Duhbya April 15, 2009 @ 2:41 p.m.

Response to post #10: Ok, thanks. Now I've got it: Your boobs both.


Don Bauder April 15, 2009 @ 7:05 p.m.

Response to post #13: Here's another: whose boobs? Or Who's Boobs? Best, Don Bauder


Burwell April 15, 2009 @ 9:07 p.m.

It's a little known fact, but noted economist Arthur Laffer first conceived of the Laffer Curve while dining at Hooter's. He sketched out the curve on the back of a Hooter's napkin. The napkin is currently on display at the Reagan Library.


Duhbya April 16, 2009 @ 4:58 a.m.

Response to post #14: boobs is (oh, no...are?)David Copley's.


Don Bauder April 16, 2009 @ 9:49 a.m.

Response to post #15: Another case of cherchez la femme. Best, Don Bauder


Don Bauder April 16, 2009 @ 9:51 a.m.

Response to post #16: David Copley will be so happy to be shielded from such badinage once he sells his company (or most of it) to the Hollywood contingent. Best, Don Bauder


Duhbya April 16, 2009 @ 3:30 p.m.

Response to post #18: I'm so confused. Is this yet another case of cherchez la femme? Poor Richie Rich.


Don Bauder April 16, 2009 @ 6:58 p.m.

Response to post #19: Now you have me confused. If what Burwell says is true, it is definitely a case of cherchez la femme. Best, Don Bauder


Duhbya April 17, 2009 @ 6:57 a.m.

Make mine a double, then. Ok, enough. I'm making myself dizzy.


Don Bauder April 17, 2009 @ 9:17 a.m.

Response to post #21: Double it is. Best, Don Bauder


Fred Williams April 18, 2009 @ 12:40 a.m.

Economically speaking, I believe the nation's markets are best represented as a boob shaped curve.

While some markets internationally still have perky slopes in their charts and well rounded assets, we've become a bit saggy. This is understandable since we've recently had the financial silicone implants removed.

Economics is fascinating...


Don Bauder April 18, 2009 @ 7:20 a.m.

Response to post #23: Our advancements in Silicon Valley have been erased by the deflation of Silicone Valley. Best, Don Bauder


Fred Williams April 18, 2009 @ 11:18 p.m.

11% unemployment in the valley now...a 100,000 techies, nerds, geeks, recruiters and software sales-critters out looking for work.


Don Bauder April 19, 2009 @ 6:02 a.m.

Response to post #25: San Jose unemployment hit 10 percent in February and is going up. Tech is hurting. Best, Don Bauder


Twister May 1, 2009 @ 10:39 p.m.

(Stored data rows)
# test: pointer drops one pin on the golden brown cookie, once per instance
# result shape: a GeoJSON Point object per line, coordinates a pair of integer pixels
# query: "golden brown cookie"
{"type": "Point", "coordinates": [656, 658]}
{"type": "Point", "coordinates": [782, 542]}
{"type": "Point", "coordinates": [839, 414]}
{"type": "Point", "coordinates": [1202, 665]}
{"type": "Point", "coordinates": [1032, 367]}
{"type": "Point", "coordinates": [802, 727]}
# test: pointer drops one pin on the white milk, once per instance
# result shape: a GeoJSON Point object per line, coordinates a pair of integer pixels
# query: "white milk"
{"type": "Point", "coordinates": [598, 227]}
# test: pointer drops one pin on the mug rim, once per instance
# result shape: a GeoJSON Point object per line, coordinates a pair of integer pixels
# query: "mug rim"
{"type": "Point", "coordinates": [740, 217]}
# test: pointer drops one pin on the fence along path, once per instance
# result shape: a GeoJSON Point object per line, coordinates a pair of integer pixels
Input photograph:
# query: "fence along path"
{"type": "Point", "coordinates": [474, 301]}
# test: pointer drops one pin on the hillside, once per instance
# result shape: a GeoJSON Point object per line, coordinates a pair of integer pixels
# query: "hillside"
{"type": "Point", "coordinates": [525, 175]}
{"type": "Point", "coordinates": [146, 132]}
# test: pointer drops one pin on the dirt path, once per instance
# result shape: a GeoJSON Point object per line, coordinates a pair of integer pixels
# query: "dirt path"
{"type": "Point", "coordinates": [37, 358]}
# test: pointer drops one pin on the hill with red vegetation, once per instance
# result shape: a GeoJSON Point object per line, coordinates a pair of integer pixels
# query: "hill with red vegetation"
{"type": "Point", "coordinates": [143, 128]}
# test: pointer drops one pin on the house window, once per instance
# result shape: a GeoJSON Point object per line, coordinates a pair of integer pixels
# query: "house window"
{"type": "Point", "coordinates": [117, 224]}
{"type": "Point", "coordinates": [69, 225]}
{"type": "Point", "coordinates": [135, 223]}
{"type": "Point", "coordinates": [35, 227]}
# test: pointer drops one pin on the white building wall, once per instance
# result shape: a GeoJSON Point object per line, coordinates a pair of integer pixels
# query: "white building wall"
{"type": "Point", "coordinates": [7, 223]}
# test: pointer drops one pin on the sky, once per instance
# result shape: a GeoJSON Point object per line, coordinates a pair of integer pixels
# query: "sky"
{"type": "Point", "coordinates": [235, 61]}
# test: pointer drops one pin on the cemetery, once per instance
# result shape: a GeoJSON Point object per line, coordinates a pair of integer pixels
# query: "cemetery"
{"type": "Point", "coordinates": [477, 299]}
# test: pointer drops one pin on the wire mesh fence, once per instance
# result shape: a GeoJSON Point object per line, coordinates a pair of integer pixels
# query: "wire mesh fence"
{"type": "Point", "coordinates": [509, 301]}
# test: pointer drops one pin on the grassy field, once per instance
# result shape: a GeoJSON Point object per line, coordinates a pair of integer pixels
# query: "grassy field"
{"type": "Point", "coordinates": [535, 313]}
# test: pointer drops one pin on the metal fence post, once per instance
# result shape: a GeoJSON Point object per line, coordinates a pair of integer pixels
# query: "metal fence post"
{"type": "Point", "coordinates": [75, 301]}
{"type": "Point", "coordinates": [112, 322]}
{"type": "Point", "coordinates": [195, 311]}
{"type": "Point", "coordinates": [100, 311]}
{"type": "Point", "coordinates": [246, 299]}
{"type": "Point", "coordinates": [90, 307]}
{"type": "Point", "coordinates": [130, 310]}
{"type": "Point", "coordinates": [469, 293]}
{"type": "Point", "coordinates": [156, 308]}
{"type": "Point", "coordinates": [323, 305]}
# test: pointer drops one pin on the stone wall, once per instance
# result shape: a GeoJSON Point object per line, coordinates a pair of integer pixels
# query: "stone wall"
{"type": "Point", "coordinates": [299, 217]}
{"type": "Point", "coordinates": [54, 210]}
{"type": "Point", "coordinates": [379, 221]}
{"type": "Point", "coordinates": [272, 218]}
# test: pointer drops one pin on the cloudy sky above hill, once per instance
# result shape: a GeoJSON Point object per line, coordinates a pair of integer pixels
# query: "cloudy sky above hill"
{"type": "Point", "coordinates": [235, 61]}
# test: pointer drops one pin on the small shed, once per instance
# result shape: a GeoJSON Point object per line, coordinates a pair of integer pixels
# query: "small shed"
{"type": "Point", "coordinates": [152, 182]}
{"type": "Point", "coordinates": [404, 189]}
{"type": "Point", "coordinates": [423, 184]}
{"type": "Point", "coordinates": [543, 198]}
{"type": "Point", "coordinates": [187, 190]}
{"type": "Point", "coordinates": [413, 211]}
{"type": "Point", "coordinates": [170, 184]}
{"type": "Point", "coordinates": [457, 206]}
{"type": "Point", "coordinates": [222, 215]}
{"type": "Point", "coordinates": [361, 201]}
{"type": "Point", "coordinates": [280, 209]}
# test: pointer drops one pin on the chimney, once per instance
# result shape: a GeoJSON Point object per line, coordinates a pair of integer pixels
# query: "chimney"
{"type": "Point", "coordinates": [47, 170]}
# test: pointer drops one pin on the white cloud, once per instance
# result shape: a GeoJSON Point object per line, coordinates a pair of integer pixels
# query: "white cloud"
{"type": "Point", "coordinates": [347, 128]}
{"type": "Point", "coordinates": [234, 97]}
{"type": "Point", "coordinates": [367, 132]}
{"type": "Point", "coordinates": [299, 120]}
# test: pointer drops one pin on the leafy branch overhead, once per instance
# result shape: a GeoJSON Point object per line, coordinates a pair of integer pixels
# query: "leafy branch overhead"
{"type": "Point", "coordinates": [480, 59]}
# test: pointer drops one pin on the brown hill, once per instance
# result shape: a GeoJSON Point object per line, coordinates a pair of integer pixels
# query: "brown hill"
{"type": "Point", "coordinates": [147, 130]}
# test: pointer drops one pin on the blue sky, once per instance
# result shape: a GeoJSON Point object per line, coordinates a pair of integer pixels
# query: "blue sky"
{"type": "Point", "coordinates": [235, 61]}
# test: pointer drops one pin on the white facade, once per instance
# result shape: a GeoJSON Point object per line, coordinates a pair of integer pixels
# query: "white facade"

Exercise description: Carry on the comment thread from the point where it stops. These rows were drawn from a separate source.

Output of the task:
Somewhere in some dusty box I think I've got a copy of your 2005 piece warning of the impending bust. Is it available on-line?

Well, "moral hazard," yes. But this is the excuse the lenders have used to hold onto toxic houses they're letting rot and their pools fester with mosquito larvae, drowned kids, dogs, cats, lizards, ad nauseam, no? Seems insane from a long-term investment point of view to me, but at least there will be some “stimulus” effect for the reconstruction industry . . .

Maybe that’s where I should invest (instead of the banks) so I can join the feast along with all the other maggots?


ltemplet July 5, 2009 @ 3:08 p.m.

We've enjoyed 15-20 years of faux prosperity and high living. Unfortunately, we didn't earn it. To get cash for our party, we borrowed from the Chinese and Japanese and stole from most of the world in the form of taking their investment money in return for worthless "securities", all the while taking pride in our new "service economy". Now we find ourselves with huge debts and debt service, dramatically reduced wealth creation capability because so many jobs have been shipped overseas, and increasingly difficult borrowing circumstances. Our credit-card party is ending but the politicians don't want to face it and lead us into more sensible economic practices. Instead, those morons are forecasting highly unrealistic 3.5% GDP growth in the next year and 4.0% for the decade after that and using these "forecasts" to dupe us into further increases in government spending and borrowing. Where does it lead? Into the third world existence that Bauder keeps talking about.